= Problem to work on =
Please reproduce, exactly and with nothing else, every line from the one containing "Target: knit cap" through the last line of the records below.

[Point-per-instance localization data]
-*-*-
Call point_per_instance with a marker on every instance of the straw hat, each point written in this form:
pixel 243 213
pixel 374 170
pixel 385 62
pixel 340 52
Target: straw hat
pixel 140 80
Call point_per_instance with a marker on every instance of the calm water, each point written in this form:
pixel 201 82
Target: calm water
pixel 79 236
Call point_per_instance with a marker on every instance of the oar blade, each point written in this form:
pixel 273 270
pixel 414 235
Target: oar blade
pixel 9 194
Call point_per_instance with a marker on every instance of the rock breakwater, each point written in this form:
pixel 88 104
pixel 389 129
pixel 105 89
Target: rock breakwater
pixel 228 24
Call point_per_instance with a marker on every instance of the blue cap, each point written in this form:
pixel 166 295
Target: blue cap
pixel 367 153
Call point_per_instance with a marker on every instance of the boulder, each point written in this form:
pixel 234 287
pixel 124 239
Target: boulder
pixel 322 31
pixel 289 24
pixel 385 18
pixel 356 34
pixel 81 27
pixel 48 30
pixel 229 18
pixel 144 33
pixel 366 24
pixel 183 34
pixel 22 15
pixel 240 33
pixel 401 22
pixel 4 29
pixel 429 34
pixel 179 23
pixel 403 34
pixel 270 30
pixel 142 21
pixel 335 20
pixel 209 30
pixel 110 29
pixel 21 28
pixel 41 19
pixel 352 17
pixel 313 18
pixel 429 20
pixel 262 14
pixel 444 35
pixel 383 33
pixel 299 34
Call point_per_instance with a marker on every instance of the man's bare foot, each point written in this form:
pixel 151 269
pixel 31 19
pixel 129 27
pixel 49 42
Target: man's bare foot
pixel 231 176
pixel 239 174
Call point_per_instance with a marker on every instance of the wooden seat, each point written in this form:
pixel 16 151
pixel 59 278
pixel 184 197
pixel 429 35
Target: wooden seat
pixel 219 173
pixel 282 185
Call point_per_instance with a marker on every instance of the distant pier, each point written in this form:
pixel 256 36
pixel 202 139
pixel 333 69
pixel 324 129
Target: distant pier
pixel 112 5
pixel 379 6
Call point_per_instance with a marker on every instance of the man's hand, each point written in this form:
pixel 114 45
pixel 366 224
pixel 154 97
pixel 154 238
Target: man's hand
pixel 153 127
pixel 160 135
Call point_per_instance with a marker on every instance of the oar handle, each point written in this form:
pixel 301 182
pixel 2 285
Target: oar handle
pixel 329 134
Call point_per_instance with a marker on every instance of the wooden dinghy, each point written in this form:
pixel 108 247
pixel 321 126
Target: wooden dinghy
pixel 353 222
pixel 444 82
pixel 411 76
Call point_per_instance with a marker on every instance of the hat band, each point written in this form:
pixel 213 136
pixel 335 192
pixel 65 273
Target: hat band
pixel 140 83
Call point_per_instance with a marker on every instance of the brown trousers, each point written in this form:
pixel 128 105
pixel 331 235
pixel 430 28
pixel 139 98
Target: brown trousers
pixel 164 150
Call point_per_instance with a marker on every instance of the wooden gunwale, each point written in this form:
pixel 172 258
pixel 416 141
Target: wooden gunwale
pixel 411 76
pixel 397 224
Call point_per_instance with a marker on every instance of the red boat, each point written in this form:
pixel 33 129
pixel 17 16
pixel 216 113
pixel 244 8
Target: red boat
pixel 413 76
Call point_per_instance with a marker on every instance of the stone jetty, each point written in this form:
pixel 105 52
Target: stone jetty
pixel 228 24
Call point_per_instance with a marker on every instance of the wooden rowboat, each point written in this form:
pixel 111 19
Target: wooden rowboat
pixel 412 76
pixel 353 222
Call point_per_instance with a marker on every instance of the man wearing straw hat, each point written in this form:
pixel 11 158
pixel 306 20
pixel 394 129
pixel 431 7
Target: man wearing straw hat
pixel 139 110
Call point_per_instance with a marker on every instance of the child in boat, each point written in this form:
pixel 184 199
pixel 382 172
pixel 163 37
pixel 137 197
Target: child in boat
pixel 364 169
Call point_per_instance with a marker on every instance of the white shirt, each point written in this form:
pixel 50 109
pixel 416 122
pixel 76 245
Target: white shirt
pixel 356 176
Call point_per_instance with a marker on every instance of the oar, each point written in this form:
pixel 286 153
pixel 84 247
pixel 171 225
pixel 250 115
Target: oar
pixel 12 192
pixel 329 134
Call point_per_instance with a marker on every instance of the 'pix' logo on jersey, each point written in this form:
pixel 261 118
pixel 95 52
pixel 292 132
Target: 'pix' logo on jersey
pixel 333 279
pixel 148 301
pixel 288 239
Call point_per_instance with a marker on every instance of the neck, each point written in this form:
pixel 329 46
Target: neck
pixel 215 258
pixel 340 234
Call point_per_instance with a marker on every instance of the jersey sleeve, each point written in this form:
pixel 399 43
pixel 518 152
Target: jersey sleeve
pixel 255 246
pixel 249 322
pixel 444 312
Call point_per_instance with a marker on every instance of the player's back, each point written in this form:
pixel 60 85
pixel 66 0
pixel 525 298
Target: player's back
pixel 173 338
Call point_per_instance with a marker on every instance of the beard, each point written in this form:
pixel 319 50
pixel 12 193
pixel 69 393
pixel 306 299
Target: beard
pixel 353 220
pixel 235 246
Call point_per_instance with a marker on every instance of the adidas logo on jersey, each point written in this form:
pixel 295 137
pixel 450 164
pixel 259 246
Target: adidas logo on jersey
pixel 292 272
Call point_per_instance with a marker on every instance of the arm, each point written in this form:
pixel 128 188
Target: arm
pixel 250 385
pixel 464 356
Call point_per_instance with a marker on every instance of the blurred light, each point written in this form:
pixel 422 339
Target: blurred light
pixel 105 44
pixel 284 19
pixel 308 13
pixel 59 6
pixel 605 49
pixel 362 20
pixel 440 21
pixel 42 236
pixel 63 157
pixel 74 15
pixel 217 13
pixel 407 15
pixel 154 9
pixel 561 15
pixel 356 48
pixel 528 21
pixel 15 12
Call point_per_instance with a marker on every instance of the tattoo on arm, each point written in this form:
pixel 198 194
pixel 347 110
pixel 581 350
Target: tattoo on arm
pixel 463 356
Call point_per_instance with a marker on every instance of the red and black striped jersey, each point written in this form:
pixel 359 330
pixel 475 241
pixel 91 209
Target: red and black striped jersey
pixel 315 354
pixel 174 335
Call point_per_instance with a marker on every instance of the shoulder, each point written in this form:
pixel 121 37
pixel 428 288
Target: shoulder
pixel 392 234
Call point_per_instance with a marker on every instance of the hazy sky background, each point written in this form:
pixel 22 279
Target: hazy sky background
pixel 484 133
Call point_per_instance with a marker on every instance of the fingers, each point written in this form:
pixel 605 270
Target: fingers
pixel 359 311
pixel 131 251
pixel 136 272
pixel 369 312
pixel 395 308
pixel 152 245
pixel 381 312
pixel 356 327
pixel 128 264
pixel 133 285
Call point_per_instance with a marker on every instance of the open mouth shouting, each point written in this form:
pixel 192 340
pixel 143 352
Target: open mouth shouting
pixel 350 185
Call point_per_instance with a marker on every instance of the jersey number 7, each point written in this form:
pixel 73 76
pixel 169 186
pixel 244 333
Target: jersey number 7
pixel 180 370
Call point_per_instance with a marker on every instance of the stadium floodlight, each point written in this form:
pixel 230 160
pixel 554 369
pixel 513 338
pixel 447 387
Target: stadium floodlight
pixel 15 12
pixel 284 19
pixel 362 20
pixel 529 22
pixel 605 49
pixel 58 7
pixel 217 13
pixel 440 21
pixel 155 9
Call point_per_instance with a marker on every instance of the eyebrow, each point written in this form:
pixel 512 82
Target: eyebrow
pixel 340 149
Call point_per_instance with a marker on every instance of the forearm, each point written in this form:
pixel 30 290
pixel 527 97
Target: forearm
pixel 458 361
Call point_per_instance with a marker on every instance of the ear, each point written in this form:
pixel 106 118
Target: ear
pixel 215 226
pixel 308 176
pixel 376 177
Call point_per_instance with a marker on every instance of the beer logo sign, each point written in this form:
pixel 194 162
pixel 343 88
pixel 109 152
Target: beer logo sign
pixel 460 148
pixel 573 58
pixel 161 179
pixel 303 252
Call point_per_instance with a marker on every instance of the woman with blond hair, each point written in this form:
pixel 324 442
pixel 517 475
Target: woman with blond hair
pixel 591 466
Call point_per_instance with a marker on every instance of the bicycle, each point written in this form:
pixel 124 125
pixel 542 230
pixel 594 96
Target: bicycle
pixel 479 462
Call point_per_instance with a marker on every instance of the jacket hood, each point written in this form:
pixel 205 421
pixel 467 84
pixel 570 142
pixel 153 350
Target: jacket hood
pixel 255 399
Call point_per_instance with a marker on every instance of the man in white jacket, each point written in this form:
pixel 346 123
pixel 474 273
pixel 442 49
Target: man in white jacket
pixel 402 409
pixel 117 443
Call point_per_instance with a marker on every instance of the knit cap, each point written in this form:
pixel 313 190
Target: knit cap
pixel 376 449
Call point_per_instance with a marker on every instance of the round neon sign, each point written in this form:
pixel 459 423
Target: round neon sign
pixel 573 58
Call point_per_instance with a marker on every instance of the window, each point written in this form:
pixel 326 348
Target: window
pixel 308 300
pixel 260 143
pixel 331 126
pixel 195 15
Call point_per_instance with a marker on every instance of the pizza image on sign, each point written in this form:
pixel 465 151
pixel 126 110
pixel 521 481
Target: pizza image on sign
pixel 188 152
-*-*-
= Answer box =
Target: knit cap
pixel 376 449
Call point_per_instance with a marker on every instance of the round neon sign, each point written in this form:
pixel 459 423
Target: round neon sign
pixel 573 58
Call point_per_instance with a marker on every instance of the window, each point written in this form:
pixel 326 348
Target: window
pixel 308 300
pixel 260 143
pixel 331 126
pixel 195 15
Call point_per_instance with a marker on every instance of the pizza image on sign, each point written in this form:
pixel 465 151
pixel 126 110
pixel 521 481
Target: pizza image on sign
pixel 188 152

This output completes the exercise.